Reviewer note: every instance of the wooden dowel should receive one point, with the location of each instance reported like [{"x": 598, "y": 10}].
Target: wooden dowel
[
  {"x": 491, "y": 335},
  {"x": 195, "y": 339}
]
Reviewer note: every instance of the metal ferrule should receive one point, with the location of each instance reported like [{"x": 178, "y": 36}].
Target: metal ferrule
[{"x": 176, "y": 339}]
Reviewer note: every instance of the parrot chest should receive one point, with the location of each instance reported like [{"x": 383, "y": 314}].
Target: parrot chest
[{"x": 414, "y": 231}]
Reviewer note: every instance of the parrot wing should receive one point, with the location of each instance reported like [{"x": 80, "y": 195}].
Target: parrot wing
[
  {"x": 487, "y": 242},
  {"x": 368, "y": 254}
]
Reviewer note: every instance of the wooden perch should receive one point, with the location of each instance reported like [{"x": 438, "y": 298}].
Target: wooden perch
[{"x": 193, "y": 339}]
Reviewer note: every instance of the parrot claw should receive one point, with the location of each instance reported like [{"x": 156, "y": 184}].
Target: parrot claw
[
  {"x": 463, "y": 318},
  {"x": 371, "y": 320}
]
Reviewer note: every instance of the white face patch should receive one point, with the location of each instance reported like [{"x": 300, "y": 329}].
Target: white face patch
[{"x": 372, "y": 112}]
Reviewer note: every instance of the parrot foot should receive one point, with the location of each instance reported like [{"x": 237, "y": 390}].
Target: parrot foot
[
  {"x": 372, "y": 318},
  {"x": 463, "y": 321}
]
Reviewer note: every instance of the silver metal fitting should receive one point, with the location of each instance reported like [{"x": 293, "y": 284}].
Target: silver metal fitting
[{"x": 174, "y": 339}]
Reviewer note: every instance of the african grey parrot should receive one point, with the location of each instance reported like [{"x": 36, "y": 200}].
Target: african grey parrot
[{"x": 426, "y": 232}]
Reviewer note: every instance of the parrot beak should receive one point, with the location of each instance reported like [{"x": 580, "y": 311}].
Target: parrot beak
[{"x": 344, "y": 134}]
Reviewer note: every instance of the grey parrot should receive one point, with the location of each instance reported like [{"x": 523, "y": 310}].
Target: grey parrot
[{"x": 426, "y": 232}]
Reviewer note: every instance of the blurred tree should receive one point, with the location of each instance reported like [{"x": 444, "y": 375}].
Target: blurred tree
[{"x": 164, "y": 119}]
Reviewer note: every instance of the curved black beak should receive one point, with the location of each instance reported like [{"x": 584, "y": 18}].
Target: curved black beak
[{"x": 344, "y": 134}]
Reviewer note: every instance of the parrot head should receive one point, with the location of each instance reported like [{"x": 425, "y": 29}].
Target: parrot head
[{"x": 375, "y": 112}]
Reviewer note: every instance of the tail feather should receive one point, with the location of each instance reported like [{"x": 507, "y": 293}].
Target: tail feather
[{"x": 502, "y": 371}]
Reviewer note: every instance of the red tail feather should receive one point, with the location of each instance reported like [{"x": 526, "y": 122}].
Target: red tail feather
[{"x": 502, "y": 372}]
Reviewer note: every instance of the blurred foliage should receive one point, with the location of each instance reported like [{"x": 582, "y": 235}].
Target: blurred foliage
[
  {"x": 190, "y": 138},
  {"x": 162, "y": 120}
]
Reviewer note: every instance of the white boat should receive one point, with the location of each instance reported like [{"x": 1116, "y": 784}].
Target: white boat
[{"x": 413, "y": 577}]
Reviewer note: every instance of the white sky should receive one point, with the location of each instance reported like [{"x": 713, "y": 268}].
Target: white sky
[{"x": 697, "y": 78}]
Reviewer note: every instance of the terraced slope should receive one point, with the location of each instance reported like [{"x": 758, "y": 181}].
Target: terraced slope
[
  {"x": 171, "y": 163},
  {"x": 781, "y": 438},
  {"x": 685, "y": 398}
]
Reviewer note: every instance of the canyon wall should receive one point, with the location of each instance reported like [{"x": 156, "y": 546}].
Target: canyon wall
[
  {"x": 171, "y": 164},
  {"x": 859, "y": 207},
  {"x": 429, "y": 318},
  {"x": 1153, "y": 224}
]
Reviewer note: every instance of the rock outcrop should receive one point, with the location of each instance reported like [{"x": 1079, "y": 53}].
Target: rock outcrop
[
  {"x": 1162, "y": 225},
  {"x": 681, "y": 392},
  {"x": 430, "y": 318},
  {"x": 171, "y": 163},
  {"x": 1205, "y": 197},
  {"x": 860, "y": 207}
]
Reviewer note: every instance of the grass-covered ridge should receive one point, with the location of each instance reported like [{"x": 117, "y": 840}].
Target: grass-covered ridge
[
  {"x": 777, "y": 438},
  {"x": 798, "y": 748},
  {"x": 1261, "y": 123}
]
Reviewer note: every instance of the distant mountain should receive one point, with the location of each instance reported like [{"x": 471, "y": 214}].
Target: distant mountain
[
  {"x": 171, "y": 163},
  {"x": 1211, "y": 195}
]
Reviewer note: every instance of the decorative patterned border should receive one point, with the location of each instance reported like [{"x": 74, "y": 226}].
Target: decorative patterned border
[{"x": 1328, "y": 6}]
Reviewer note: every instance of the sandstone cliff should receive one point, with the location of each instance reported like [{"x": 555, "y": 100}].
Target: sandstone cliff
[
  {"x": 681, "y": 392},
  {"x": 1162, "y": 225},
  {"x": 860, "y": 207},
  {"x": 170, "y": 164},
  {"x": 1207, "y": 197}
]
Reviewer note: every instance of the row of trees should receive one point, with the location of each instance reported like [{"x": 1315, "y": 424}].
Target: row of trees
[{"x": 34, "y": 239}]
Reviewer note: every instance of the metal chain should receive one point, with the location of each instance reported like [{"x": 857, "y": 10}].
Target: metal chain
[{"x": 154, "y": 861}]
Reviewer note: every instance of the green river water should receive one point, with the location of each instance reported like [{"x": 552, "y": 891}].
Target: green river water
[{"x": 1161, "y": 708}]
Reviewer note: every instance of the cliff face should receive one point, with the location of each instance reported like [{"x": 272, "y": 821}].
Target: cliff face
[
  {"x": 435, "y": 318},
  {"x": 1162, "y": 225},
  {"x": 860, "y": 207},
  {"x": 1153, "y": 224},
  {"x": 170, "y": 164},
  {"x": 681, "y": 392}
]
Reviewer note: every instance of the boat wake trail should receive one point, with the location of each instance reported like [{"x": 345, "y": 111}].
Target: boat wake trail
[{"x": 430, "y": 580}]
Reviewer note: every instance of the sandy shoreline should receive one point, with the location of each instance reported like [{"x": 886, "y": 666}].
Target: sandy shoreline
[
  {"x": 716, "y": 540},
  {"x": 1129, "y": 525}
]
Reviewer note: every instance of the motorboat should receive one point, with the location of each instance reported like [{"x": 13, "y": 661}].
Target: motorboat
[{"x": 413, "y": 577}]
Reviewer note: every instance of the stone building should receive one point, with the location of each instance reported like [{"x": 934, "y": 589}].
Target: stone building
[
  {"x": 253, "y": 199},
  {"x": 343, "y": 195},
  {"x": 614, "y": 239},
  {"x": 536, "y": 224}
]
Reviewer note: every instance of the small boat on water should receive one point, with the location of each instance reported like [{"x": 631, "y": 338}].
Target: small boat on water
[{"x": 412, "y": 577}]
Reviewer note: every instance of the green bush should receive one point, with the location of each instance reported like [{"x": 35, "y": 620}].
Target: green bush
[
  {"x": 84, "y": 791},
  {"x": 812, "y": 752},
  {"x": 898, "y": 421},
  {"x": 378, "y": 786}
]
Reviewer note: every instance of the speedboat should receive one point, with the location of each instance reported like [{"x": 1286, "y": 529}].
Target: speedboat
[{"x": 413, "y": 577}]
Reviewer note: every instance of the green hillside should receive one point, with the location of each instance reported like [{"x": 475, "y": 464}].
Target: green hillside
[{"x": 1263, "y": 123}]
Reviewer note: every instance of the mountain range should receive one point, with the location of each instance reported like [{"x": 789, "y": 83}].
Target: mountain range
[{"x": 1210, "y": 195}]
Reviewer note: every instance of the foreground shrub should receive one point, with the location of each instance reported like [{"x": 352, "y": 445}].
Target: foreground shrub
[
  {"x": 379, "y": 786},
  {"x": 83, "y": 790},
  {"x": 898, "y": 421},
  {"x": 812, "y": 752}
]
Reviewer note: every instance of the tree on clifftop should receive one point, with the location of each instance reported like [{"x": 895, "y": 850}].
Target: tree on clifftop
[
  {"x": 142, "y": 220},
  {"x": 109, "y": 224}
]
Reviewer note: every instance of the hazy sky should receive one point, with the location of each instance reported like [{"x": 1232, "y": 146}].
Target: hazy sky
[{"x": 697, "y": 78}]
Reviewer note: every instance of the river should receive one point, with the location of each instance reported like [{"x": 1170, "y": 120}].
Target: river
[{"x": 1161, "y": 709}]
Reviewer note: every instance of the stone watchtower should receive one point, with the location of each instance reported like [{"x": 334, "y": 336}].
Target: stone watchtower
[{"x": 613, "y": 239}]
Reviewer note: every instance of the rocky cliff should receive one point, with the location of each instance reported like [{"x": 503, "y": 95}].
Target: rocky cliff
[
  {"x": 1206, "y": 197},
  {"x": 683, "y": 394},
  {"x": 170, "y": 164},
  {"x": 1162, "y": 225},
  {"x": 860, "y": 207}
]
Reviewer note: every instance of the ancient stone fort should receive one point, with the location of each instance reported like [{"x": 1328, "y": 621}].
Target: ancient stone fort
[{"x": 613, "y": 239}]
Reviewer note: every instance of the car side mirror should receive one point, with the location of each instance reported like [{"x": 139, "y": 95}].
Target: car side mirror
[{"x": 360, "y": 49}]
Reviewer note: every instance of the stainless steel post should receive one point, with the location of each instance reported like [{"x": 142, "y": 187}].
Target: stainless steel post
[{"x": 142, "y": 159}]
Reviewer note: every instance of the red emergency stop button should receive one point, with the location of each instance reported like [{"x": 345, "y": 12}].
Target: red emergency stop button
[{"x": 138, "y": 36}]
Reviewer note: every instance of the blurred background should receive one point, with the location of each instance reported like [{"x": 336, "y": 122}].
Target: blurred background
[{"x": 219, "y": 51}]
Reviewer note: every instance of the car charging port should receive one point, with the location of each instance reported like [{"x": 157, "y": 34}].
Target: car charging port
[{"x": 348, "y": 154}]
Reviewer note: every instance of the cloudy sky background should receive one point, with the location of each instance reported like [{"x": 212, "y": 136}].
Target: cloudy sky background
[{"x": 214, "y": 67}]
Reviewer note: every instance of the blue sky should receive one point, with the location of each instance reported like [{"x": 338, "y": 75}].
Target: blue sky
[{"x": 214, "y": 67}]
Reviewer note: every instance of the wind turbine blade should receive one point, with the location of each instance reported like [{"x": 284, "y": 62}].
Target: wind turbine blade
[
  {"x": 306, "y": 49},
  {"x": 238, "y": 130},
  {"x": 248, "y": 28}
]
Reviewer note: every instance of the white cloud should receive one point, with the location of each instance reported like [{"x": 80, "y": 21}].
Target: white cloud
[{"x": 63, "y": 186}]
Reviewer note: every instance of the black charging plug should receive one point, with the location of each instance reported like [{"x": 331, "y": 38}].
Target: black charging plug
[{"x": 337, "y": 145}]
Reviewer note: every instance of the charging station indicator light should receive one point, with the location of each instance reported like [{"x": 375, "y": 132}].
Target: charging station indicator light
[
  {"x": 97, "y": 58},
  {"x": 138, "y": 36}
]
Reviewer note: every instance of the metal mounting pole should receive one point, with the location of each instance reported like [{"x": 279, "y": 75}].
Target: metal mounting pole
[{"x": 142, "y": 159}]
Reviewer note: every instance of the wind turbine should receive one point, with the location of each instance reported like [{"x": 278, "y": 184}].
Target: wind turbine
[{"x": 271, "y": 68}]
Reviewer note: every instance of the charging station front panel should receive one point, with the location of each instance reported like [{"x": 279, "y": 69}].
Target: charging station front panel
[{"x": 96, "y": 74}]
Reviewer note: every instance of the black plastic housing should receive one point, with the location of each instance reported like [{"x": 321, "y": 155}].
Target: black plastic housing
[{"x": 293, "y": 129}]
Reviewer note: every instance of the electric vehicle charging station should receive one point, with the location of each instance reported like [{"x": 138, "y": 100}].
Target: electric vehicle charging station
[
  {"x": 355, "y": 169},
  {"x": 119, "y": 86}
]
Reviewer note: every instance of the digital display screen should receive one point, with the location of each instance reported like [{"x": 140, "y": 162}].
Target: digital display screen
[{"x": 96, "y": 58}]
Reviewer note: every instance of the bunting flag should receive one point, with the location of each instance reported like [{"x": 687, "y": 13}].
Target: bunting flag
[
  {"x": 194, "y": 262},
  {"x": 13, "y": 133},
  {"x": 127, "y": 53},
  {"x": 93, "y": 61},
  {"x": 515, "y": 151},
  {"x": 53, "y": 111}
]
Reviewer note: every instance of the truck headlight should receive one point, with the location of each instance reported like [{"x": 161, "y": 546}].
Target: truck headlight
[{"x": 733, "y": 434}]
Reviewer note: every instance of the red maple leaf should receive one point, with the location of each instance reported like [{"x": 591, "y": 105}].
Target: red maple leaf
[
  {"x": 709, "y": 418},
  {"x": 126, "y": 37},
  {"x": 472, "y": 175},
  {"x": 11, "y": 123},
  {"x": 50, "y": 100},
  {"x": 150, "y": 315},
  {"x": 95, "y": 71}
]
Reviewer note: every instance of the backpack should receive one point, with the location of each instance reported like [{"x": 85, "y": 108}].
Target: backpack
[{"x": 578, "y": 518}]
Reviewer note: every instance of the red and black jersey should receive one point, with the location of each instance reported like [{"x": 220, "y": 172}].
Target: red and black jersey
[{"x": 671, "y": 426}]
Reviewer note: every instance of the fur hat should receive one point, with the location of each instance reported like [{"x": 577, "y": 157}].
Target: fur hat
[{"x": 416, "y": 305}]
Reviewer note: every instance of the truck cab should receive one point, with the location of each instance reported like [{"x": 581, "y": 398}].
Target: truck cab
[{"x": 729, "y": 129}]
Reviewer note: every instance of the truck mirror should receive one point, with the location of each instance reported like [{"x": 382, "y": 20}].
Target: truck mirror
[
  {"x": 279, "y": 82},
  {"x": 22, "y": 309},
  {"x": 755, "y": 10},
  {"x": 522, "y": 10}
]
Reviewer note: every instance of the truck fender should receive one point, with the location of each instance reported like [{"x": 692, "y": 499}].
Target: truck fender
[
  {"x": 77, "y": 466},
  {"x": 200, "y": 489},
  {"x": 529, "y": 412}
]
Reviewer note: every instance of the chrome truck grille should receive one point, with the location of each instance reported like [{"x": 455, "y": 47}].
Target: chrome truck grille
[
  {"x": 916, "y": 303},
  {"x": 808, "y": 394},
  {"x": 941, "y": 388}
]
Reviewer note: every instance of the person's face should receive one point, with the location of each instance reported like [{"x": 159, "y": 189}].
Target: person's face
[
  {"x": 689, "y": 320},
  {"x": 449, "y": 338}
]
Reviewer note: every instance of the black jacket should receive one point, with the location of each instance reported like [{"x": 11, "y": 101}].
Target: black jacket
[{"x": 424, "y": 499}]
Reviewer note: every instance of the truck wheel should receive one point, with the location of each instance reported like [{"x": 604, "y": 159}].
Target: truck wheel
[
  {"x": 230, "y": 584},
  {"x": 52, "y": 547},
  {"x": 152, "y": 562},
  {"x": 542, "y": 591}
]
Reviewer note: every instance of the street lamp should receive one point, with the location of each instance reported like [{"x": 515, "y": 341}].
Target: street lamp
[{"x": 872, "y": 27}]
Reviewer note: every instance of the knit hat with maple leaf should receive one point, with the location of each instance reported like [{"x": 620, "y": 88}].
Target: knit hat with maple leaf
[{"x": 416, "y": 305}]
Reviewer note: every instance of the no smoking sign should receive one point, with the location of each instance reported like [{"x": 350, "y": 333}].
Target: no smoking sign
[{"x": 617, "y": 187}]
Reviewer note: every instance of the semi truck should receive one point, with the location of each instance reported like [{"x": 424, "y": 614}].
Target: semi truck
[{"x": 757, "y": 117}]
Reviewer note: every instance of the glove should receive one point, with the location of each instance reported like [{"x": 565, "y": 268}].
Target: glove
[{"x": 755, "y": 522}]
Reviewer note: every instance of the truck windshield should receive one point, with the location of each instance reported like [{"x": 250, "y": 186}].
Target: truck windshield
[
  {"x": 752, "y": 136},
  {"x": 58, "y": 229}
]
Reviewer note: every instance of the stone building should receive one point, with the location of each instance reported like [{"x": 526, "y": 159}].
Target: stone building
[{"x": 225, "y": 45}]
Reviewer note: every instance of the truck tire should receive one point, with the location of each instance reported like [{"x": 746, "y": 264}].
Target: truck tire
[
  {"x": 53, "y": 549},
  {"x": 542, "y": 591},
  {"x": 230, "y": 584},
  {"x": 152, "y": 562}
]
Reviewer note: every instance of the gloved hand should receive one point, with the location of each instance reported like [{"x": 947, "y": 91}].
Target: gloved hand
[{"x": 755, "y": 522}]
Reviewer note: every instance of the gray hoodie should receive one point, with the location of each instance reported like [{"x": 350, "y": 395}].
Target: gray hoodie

◆ ◆ ◆ ◆ ◆

EXERCISE |
Exactly and only the lines from the one containing "Reviewer note: every instance of the truck windshield" to the end of the entries above are to be written out.

ANSWER FOR THIS EXERCISE |
Reviewer note: every instance of the truck windshield should receive one point, with the location of each instance reported like [{"x": 250, "y": 186}].
Target: truck windshield
[
  {"x": 752, "y": 136},
  {"x": 58, "y": 229}
]
Reviewer note: every instance of the stone building should receive one point, with the location of each instance reported like [{"x": 526, "y": 159}].
Target: stone building
[{"x": 225, "y": 45}]
Reviewer note: every instance of the truck tire should receive one point, with the location of each instance reported like [{"x": 746, "y": 264}].
Target: truck tire
[
  {"x": 53, "y": 549},
  {"x": 542, "y": 591},
  {"x": 230, "y": 584},
  {"x": 152, "y": 562}
]
Reviewer note: every instance of the gloved hand should receive one point, with the location of each instance reported like [{"x": 947, "y": 91}].
Target: gloved hand
[{"x": 755, "y": 522}]
Reviewer note: every instance of the gray hoodie should receive one point, with the location of each instance reported like [{"x": 350, "y": 395}].
Target: gray hoodie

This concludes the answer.